[Start]

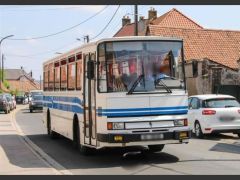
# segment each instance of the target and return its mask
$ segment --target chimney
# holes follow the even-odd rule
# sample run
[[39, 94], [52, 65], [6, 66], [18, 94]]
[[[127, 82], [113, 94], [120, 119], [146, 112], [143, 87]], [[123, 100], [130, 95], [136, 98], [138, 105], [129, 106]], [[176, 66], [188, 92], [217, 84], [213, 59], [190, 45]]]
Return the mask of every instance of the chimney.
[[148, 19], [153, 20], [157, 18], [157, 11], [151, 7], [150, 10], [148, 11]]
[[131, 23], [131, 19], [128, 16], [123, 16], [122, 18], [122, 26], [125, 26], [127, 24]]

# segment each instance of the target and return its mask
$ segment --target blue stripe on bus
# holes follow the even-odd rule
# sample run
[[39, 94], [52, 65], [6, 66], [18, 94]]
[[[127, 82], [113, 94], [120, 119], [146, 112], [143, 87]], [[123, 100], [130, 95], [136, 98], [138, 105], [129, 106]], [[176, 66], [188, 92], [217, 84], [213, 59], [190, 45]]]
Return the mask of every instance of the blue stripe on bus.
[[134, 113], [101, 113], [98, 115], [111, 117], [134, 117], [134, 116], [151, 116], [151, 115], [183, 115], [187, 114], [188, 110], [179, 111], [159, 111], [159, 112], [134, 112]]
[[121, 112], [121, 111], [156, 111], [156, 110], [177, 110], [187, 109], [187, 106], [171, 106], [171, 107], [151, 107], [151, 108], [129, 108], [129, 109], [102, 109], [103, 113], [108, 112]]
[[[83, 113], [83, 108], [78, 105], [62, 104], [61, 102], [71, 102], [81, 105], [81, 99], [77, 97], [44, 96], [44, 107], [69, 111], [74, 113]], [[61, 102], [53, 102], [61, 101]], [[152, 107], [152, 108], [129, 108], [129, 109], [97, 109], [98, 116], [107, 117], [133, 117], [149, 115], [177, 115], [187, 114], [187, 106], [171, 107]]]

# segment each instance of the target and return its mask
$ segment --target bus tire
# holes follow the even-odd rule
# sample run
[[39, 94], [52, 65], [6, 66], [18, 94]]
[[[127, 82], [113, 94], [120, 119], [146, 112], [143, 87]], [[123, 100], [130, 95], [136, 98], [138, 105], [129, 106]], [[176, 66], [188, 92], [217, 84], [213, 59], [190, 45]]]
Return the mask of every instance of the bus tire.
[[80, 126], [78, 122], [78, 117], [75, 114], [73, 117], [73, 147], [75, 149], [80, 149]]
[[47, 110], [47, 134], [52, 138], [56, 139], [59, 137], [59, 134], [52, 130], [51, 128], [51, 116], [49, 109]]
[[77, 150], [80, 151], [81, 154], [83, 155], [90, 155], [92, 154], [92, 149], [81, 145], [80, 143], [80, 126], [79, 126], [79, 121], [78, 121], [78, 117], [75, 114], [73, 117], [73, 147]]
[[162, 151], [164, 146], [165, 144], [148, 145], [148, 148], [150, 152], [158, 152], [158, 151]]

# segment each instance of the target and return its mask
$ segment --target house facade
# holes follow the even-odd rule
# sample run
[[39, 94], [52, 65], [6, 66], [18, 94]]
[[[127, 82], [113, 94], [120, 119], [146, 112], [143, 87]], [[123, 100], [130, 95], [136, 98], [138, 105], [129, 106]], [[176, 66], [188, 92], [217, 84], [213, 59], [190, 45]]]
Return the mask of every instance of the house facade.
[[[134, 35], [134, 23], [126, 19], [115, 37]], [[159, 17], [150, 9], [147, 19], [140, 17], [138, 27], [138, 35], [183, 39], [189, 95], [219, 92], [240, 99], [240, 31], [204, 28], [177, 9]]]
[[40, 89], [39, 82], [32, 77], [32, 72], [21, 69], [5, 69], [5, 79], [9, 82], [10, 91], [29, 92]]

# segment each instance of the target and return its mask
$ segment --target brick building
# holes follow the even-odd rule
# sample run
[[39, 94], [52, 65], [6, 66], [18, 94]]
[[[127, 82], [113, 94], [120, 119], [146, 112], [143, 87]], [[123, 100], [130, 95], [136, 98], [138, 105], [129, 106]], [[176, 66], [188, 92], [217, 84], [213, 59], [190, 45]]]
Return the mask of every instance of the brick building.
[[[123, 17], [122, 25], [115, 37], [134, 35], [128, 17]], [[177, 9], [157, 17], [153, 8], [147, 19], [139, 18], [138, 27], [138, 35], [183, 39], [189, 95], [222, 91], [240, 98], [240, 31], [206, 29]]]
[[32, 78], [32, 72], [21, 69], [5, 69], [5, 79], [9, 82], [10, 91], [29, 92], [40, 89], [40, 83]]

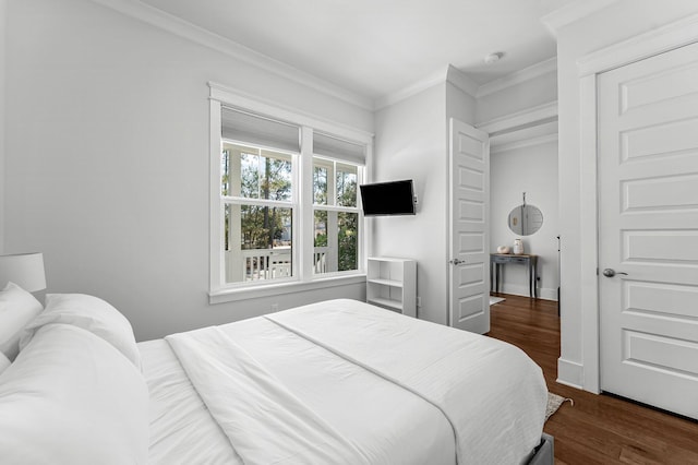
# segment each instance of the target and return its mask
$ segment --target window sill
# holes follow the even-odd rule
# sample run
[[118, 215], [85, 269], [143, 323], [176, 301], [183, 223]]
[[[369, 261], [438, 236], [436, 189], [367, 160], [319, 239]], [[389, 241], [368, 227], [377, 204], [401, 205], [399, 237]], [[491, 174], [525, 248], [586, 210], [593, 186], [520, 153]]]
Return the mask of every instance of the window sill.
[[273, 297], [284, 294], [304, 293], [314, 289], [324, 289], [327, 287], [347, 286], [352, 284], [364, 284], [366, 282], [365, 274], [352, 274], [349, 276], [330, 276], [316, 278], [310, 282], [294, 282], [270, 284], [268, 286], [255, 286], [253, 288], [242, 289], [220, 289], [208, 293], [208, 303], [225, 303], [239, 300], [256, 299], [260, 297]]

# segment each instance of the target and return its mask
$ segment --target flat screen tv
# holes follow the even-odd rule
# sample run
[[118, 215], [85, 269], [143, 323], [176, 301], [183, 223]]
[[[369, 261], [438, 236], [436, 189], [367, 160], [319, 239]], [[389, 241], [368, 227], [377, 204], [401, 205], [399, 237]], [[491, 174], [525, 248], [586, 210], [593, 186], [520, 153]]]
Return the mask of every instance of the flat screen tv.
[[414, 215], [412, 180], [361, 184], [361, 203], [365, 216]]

[End]
[Start]

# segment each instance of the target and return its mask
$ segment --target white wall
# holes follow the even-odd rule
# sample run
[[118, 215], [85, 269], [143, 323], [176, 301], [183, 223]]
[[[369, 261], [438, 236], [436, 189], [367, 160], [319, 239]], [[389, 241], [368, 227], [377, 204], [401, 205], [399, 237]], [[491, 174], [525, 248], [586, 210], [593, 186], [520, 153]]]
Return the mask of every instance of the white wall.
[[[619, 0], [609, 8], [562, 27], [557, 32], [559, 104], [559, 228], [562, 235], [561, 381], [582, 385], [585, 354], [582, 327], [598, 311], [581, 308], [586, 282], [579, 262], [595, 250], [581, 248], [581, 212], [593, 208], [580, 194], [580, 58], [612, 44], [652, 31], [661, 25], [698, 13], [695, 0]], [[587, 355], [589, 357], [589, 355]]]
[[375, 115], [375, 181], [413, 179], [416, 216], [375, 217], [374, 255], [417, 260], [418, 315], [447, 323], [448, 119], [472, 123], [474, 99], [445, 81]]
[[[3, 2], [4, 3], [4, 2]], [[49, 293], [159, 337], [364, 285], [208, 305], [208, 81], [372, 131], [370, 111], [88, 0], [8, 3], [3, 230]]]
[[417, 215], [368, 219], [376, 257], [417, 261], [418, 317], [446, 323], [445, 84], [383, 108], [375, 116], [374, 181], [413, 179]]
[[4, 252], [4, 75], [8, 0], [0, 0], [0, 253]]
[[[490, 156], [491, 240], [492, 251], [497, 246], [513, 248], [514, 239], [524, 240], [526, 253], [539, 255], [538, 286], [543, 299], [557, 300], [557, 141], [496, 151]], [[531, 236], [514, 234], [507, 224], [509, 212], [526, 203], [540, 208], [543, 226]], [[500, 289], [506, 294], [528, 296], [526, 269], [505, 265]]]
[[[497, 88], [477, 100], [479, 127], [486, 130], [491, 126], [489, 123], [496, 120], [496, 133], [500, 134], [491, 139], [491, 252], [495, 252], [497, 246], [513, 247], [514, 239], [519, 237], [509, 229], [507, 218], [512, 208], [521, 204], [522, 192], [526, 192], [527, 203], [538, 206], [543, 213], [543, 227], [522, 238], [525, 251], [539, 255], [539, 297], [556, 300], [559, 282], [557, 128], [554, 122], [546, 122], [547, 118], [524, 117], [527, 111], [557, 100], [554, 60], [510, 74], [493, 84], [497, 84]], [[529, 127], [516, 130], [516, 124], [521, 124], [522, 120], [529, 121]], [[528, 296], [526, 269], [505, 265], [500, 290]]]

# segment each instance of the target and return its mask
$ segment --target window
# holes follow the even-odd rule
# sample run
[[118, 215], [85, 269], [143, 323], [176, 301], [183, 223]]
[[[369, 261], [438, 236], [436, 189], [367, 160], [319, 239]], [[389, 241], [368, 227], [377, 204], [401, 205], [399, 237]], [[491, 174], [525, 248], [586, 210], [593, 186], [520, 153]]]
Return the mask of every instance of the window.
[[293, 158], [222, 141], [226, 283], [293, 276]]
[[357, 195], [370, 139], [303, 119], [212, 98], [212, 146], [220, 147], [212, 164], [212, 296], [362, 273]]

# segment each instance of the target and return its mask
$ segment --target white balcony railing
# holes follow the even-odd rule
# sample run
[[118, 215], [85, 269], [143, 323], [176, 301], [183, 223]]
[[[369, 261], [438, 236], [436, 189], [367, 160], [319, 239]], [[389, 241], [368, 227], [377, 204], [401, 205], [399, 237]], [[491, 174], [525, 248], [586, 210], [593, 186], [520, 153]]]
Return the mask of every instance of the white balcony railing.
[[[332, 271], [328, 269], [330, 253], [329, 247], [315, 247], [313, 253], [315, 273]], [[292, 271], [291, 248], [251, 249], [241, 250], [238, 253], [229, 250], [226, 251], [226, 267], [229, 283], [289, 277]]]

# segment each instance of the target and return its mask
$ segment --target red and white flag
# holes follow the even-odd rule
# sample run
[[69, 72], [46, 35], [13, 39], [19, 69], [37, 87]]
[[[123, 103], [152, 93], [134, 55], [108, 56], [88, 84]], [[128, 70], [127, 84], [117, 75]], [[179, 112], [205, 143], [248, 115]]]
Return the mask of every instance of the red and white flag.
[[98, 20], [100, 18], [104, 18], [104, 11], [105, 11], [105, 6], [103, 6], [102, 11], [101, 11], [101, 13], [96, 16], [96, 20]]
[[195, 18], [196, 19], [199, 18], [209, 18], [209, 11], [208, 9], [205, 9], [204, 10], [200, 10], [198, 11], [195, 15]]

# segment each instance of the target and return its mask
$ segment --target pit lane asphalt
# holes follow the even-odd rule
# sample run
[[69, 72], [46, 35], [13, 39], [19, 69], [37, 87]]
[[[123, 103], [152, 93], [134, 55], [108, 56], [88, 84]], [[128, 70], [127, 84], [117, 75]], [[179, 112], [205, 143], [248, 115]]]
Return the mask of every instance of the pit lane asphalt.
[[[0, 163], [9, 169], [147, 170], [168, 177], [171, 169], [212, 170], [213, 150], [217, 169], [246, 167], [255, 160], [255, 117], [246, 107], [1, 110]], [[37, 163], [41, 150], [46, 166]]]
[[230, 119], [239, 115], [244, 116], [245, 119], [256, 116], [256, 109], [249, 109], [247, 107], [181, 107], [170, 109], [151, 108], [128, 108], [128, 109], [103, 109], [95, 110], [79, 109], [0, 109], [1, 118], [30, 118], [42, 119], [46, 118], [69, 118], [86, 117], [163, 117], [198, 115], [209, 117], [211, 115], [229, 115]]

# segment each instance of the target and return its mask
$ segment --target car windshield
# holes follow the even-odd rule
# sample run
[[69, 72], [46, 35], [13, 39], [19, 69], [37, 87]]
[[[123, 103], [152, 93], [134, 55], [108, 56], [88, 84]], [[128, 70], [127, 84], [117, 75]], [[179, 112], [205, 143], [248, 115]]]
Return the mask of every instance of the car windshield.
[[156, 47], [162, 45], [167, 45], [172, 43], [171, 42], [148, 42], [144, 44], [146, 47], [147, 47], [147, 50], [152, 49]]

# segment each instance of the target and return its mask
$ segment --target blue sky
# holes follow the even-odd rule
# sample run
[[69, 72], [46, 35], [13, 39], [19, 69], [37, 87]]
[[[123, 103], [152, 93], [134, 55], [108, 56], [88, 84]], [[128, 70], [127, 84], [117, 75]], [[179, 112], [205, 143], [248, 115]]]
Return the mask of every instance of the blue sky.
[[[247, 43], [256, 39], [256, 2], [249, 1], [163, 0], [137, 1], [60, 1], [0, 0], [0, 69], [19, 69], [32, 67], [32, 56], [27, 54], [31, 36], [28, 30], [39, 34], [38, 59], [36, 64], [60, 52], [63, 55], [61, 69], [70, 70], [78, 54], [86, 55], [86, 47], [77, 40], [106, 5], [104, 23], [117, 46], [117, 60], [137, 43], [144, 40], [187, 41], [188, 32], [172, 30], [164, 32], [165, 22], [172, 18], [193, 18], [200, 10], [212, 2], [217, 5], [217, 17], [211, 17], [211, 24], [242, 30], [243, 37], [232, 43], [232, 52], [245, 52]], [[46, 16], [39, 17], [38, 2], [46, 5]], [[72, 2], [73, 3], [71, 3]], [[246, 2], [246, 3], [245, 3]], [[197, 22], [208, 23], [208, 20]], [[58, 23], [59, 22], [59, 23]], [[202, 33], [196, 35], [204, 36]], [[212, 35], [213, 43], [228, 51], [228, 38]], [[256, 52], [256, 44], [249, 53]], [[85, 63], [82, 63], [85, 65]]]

[End]

= What to do =
Report every line in the data that contains the string "railing", treating uppercase and lowercase as different.

= Answer for this exercise =
$ segment --target white balcony railing
Return the mask of every instance of the white balcony railing.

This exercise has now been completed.